Aim:
Please rewrite all the entries below, substituting "image coordinates" for every "pixel coordinates" and changing nothing else. Omit the pictures from your answer.

——

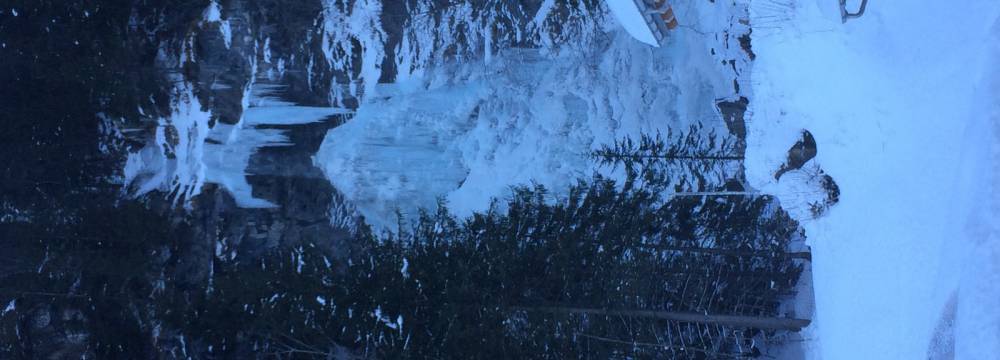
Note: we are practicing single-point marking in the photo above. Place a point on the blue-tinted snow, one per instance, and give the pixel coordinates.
(903, 105)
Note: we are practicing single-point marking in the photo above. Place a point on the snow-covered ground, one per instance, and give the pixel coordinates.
(467, 132)
(903, 105)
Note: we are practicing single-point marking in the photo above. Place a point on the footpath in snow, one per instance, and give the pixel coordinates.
(903, 106)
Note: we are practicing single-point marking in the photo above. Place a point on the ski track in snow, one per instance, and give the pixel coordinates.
(903, 105)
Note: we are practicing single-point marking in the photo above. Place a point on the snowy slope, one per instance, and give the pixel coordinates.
(631, 19)
(513, 117)
(902, 103)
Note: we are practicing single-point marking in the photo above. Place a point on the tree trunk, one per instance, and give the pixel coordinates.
(771, 323)
(795, 255)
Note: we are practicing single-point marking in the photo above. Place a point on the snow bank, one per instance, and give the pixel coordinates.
(468, 131)
(632, 20)
(906, 124)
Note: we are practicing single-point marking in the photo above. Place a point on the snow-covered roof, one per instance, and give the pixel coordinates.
(629, 13)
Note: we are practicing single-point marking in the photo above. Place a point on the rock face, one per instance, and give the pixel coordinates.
(800, 153)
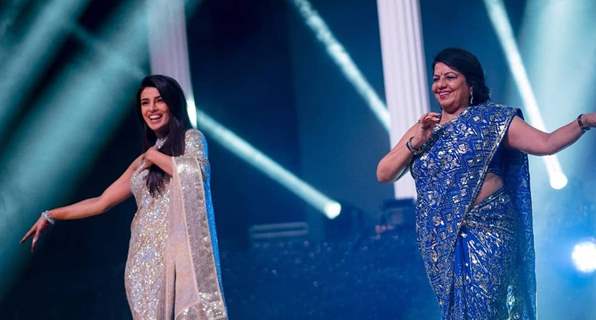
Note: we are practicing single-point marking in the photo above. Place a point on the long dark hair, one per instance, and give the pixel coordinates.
(468, 65)
(172, 94)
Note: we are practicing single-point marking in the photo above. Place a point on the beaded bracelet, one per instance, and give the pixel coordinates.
(45, 215)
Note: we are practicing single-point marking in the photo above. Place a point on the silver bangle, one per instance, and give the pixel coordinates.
(46, 215)
(413, 150)
(581, 124)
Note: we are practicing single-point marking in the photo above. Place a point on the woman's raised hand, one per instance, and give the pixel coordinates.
(424, 128)
(35, 231)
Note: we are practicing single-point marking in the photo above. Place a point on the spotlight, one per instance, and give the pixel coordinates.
(584, 256)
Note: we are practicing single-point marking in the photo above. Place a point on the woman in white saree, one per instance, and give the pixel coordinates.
(172, 270)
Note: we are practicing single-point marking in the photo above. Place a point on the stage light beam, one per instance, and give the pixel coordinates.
(502, 25)
(584, 256)
(257, 159)
(343, 60)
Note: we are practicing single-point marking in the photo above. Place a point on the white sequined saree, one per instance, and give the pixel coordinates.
(173, 268)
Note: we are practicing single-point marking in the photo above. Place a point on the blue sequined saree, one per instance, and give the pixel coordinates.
(479, 257)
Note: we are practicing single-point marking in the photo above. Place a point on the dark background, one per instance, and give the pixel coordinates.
(259, 71)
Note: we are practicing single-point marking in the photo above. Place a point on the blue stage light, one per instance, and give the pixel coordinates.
(502, 25)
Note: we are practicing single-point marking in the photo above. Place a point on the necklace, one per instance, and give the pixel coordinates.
(160, 142)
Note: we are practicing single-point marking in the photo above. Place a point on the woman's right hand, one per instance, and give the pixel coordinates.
(424, 128)
(35, 231)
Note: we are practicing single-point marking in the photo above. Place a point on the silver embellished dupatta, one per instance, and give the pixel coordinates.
(193, 277)
(449, 175)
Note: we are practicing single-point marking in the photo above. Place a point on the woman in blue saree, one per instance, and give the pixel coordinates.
(473, 210)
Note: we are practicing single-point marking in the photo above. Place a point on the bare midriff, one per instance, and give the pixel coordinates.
(492, 183)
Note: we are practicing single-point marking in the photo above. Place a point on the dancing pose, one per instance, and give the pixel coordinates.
(172, 270)
(473, 210)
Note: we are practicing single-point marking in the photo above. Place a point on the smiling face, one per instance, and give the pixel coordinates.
(450, 88)
(155, 111)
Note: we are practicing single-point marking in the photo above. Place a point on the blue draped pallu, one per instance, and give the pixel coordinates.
(479, 258)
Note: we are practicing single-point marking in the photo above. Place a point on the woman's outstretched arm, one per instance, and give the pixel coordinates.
(523, 137)
(117, 192)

——

Solution to the exercise:
Note: we are practicing single-point marking in the photo above. Place a point on the blue-tinted snow, one per instance, and give the image coordinates.
(903, 105)
Note: we are practicing single-point marking in the photo above. Place a point on the snow-covered ground, one per instance, and give the image coordinates.
(467, 132)
(903, 105)
Note: we are practicing single-point marking in the photo above. Place a point on the footpath in snow, one per instance, and give the image coordinates.
(903, 106)
Note: we are practicing single-point marking in the photo above. Place a point on the ski track in snow, one per instance, and give the image coordinates.
(903, 105)
Note: we are practicing single-point marking in the photo above. Place a point on the snowy slope, one per instance, and give the image coordinates.
(631, 19)
(513, 117)
(902, 103)
Note: we are practicing single-point marking in the photo above. Place a point on the tree trunk, one per instance, and give the image coordinates.
(771, 323)
(795, 255)
Note: we are practicing single-point marking in the photo above. Place a point on the snow bank, one per instance, and give the image coordinates.
(468, 131)
(632, 20)
(906, 124)
Note: we are practicing single-point marking in the photo above. Place a point on the snow-covered roof, one per instance, and give the image coordinates.
(629, 13)
Note: we are practicing single-point marking in the photo above. Place a point on the rock face, one per instance, and give the image coordinates.
(800, 153)
Note: we are practicing single-point marking in the photo above. Place a point on the long dark hair, one per instance, and give the image coordinates.
(468, 65)
(172, 94)
Note: we are practicing single-point marking in the photo above. Place a point on the beaded bracelet, one per instance, and give the image coordinates.
(45, 215)
Note: we are practicing single-point marking in the photo above. Place a point on the silver bangle, one per instance, and give the image coordinates.
(46, 215)
(413, 150)
(581, 124)
Note: we are practicing single-point marking in the photo above. Place a point on the woman's raised hand, one per instance, and give the image coordinates.
(424, 128)
(35, 231)
Note: we are practicing single-point marking in the photo above. Place a point on the spotlight, one per instance, and give the image coordinates.
(584, 256)
Note: we are practicing single-point marking in the photo above. Place a point on the woman in white saree, one per instance, and give the image coordinates.
(172, 270)
Note: we are practicing single-point marking in the photo above. Place a point on the stage light beam, one per instance, and give the image coordinates.
(502, 25)
(584, 256)
(257, 159)
(343, 60)
Note: we are practicing single-point marking in the photo above. Place a point on the white sequined saree, one per instance, and give the image coordinates.
(173, 268)
Note: we are practicing single-point marking in the photo above. Place a point on the blue sequined saree, one per instance, and give the image coordinates.
(479, 257)
Note: we are practicing single-point marking in the photo above. Place a point on the dark background, one per instance, and give the image coordinates.
(259, 71)
Note: we are practicing single-point marking in the photo above. Place a point on the blue stage light, one per instance, and give the image coordinates.
(502, 25)
Note: we are practicing single-point marking in the photo above. Place a point on the necklace, one per instance, and give the image coordinates.
(160, 142)
Note: we are practicing single-point marking in the photo above. Place a point on the woman's right hand, one per instance, and give the image coordinates.
(424, 128)
(35, 231)
Note: we are practicing single-point marking in the photo above. Place a point on the silver embellished dupatta, one per instance, and give the image coordinates.
(193, 277)
(449, 175)
Note: we are practicing single-point marking in the photo above. Place a point on the woman in blue saree, one per instance, and give the image coordinates.
(473, 210)
Note: we are practicing single-point marking in the photo above. Place a point on the bare midriff, one per instance, and give the image coordinates.
(492, 183)
Note: we are practicing single-point marking in the photo above. Place a point on the dancing pose, one per instance, and give the image coordinates.
(172, 270)
(473, 210)
Note: we are practicing single-point marking in the photo above. Place a point on the smiling face, one per instance, and give the image coordinates.
(450, 88)
(155, 111)
Note: we are practicing single-point marking in the photo above. Place a point on the blue draped pallu, one per instance, and give the image coordinates.
(479, 258)
Note: we are practicing single-point marking in the photo above. Place a point on the woman's outstretched arm, one per instance, and give the image coordinates.
(523, 137)
(117, 192)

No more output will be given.